[START]

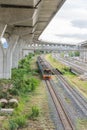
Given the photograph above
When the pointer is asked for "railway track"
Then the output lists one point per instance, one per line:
(78, 98)
(66, 122)
(74, 93)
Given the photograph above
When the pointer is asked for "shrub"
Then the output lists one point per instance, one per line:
(21, 121)
(12, 125)
(35, 112)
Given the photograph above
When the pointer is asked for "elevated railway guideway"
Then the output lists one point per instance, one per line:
(21, 23)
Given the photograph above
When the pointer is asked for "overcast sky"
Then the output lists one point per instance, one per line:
(69, 25)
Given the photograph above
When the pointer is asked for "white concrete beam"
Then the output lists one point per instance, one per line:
(18, 2)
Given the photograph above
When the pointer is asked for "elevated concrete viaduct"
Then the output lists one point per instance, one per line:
(21, 23)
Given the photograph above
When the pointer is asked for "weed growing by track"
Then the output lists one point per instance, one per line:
(22, 84)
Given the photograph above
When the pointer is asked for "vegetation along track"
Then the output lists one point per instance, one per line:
(66, 122)
(75, 94)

[END]

• [Task statement] Set the entries down again exactly. Do not include the images.

• [Finished task]
Given the photograph above
When the pointer is asked for "railway track"
Then the output lists one point per instance, one per line:
(78, 98)
(66, 122)
(74, 93)
Given the photograph above
When the pointer is asked for "shrub"
Then the output lists one point per instance, one per line:
(21, 121)
(12, 125)
(35, 112)
Given the photograph above
When the pointer is asked for "elevated railway guideway"
Then the output lists one point per instance, one per line:
(21, 23)
Given the photograph above
When the pointer is asked for "overcast sky"
Then the output lists one point per instance, one per line:
(69, 25)
Given the photograph above
When the pointer is asked for "white concrete beam"
Then the output lists one point per instance, one per line:
(18, 2)
Given the photograph above
When the pointer is asked for "elevated concrete viaduct"
Then the output lists one point per instance, one per line:
(21, 23)
Given the photograph above
When the pointer is asked for "weed growing by track"
Then the output lists one point per instance, one per line:
(22, 84)
Given the photograph above
When the pointer is asked for "vegetation along track"
Then the output lists one point per instance, one per line:
(66, 122)
(75, 94)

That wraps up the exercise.